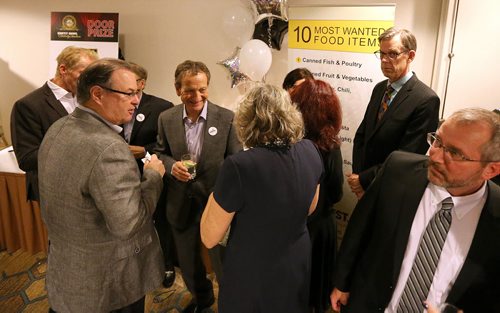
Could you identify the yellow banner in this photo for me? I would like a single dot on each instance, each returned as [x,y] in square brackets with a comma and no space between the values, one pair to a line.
[338,35]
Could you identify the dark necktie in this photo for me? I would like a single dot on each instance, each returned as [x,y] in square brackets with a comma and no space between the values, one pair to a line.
[385,101]
[427,258]
[127,128]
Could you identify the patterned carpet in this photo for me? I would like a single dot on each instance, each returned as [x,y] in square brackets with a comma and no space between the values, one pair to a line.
[22,287]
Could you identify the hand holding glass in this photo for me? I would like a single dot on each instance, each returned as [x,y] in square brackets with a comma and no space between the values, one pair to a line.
[189,161]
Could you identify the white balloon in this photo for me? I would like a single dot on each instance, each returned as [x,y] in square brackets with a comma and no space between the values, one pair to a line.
[255,59]
[238,23]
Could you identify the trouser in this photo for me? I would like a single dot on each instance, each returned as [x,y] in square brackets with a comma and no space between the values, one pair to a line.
[136,307]
[165,235]
[188,244]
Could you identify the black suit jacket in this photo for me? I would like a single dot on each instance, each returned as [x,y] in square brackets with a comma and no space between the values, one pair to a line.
[30,119]
[144,132]
[185,201]
[370,257]
[412,114]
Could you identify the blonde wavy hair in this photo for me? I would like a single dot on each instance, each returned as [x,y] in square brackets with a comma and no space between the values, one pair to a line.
[266,116]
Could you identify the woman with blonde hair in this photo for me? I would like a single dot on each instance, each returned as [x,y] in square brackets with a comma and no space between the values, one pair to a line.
[265,193]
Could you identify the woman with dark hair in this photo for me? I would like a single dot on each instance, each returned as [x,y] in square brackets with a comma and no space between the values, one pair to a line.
[322,116]
[265,193]
[296,77]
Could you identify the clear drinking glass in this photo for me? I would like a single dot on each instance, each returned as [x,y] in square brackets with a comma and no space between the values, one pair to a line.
[189,161]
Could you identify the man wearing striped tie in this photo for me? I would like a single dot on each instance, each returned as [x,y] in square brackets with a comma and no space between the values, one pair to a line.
[428,228]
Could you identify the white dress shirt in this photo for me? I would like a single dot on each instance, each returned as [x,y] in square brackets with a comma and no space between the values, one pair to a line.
[465,216]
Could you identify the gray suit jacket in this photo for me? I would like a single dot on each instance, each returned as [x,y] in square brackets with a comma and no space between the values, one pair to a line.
[185,201]
[104,252]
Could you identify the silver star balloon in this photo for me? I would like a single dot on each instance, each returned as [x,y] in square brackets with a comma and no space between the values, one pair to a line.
[232,64]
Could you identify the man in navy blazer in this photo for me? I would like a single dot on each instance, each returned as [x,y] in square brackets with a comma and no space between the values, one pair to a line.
[412,111]
[205,130]
[33,114]
[141,133]
[385,229]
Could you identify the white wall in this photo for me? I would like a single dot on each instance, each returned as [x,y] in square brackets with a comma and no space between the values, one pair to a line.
[159,34]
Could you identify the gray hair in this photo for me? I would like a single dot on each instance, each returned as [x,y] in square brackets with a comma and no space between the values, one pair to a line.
[139,71]
[266,115]
[490,151]
[407,38]
[71,56]
[189,67]
[98,73]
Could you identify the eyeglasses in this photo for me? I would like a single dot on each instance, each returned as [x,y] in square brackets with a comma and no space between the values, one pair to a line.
[391,55]
[435,142]
[129,94]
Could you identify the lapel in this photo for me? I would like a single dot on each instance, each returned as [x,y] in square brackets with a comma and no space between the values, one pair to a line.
[177,137]
[144,109]
[482,247]
[408,203]
[209,141]
[53,102]
[398,100]
[373,108]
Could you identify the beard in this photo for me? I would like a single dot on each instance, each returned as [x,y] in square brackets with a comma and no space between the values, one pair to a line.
[440,177]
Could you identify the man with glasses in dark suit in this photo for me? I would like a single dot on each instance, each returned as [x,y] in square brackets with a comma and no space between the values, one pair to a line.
[33,114]
[427,229]
[401,111]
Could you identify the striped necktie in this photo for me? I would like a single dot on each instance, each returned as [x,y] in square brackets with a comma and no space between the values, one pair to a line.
[422,272]
[385,102]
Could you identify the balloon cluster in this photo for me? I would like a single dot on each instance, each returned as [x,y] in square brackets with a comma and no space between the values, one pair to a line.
[266,22]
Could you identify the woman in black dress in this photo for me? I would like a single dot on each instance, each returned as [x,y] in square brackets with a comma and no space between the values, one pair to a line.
[322,116]
[265,193]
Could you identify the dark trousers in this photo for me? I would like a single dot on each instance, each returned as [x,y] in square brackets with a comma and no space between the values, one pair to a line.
[136,307]
[165,235]
[188,244]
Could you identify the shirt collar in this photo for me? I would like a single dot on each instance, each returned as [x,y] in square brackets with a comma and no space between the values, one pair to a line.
[462,204]
[114,127]
[58,91]
[203,113]
[400,82]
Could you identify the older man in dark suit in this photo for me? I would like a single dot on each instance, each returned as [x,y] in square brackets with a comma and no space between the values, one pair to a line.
[401,111]
[141,133]
[33,114]
[104,252]
[204,130]
[427,229]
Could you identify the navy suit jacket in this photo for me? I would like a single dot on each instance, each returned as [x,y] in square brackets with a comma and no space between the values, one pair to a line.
[372,250]
[413,113]
[30,119]
[186,200]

====

### Task objective
Return every entry of the data above verbatim, with no images included.

### The answer
Could you identify the yellow banner in this photo for me? I would like a single dot on each instance, each returned as [x,y] in square brackets with a comma and no space between the values, one pair to a line.
[338,35]
Could you identify the dark necktie in this photo for me? I would like a single dot on each instance, each returned as [x,y] in square brackets with a comma and no space between the values, one pair to a line.
[385,101]
[427,258]
[127,128]
Could you identify the patterned carpet in this photo for me? I would like a single dot on each instance, each returned as [x,y] in square brackets with a comma and no space between the values, one pair to a line.
[22,287]
Could you identify the hand holding glass in this photo for me? I would like a single dot on each instance, each returned as [x,y] in square brackets with a comma and no space between the values, one pair to a line.
[189,161]
Could you identify the white balloon in this photo for me? I would like a single dot on each instance, each returned as [x,y] in square brackets with a comma and no space between the values, one pair to a line.
[255,59]
[238,23]
Could you identify the trouser in this photo for me? I would like a single dot on each instance, each returned as [x,y] in square brackets with a comma and no space between the values, one pair to a line.
[136,307]
[165,235]
[188,244]
Could you identify the black suit jacket in this photo for me? I would like a single dot on each instance, each returned as [x,y] in square brackets with a comma and no space between the values, one pair to a line.
[30,119]
[144,132]
[185,201]
[370,257]
[412,114]
Could you identify the blonde wavy hair in this photo for me? I would like a single dot on each instance, each returned as [x,y] in square brackets with a comma and no space between the values, one pair to a line.
[266,116]
Could you identify the woman with blonde hair in this photo for me? I would like a single dot on each instance, each returned as [x,y] in square brackets with a comma and no space between the values, one pair to a line.
[265,193]
Could you identify the woman with dark hair in this photo for me? I would like a single dot on each instance, each returned as [x,y] in square brackets with a comma and no space between the values, one pair to a line.
[322,116]
[265,193]
[296,77]
Could you identify the clear drinking glass in this photo for me? I would like a single dot on each instance, each returned as [x,y] in square brackets with a comma and no space between the values, one pair to a line.
[189,161]
Could you identify the man wearing striped tie in this photo for me? I would like a single dot on each instance, each returned as [x,y] in square brackets with a comma and no space between the values, one pair to a line.
[428,228]
Could you identify the white dress shirt in this photo for me? I would like a single dot on each instance, each returned as [x,y] in square brackets with a comma and no space between the values, one pair to a line.
[465,216]
Could you identify the gray suit jacket in this photo for me? I would like a single dot on each instance, each returned as [x,y] in square brackets with a comma and no space between the values, one pair to a line.
[185,201]
[104,252]
Could you identify the silver star balloon in this photo for me? I would like a single dot on each instance, each returned as [x,y] in square brackets with a comma and no space between the values, one pair to a line.
[232,64]
Could you identify the man in navy blazer in this photo for me? I would like a single dot on each instance, each returned as [x,y] in square brackets with a comma and no space between the values, one pair to a line.
[412,111]
[205,130]
[33,114]
[141,133]
[385,229]
Could you identify the white wall in this photo for me? I would like a single dot on each instance, each returned as [x,y] in square brackets with a comma and no space between the values, one pair to a line.
[159,34]
Could you identify the gray hair in this photo for me? I would like a single dot on each instance, each returned as [x,y] in square brackets with a comma and no space between the values, one pair to a line.
[139,71]
[266,115]
[490,151]
[407,38]
[71,56]
[189,67]
[98,73]
Could you identify the eyeglasses in this photo for me? I would like a single dot on each instance, each returned as [x,y] in square brackets with a comma and no space between the values, one pair to a line.
[391,55]
[435,142]
[129,94]
Could you identify the lapel in this photo for me? I would like a single dot on each instance, each returned as [x,y] in square brackets with a comma and no space between the values, one pair to a line.
[177,137]
[144,109]
[482,247]
[408,203]
[209,141]
[53,102]
[398,100]
[373,108]
Could you identify the beard in this photo for me? I would like a single dot on each instance, each returned as [x,y] in square brackets with a comma and no space between the values, one pair to a line.
[440,177]
Could you identify the man with glasses in dark suit in this photo for me? I would like a single dot on each instance, each returned as [x,y] in square brackets with a comma and no space between the values, one pair to a line.
[33,114]
[427,229]
[401,111]
Could you identify the striped necktie in this photo for me? I would like a single dot on each instance, each returned as [x,y] in square brackets with a comma and no space between the values, one pair to a line.
[422,272]
[385,102]
Could you identify the balloon cluster in this photo for me? I would like a single dot on each instance, each returned as [x,y] in square brackets with a comma and no space between the values, one pair to a line.
[266,22]
Could you identify the woman in black dress in this photo for me? I would like a single dot on each instance, each returned as [x,y] in square brackets with a comma and no space between the values, one pair to a line.
[322,116]
[265,193]
Could you identify the dark trousers in this photo for me? I would like a single dot on each instance, each returned as [x,y] in square brackets with a comma and no space between the values, one pair to a line.
[136,307]
[165,235]
[188,244]
Could you identify the shirt collar in this photo for me? I would like a single dot on each instance, each returned as [x,y] in square brackets with a comma and no space between the values, one pair to a line.
[462,204]
[114,127]
[58,91]
[203,113]
[400,82]
Could you identify the older man in dark suit in this photo for me? I would like a single dot on each instance, each returned as [x,y] in square brackets with a comma and no space between the values, one pair to a line.
[401,111]
[141,133]
[33,114]
[104,252]
[204,130]
[427,229]
Could you identify the navy suit jacket in this photo for me? I would like a single dot on each instance, each returned as [x,y] in square brackets with a comma and no space between the values, one pair to a line.
[372,250]
[413,113]
[30,119]
[186,200]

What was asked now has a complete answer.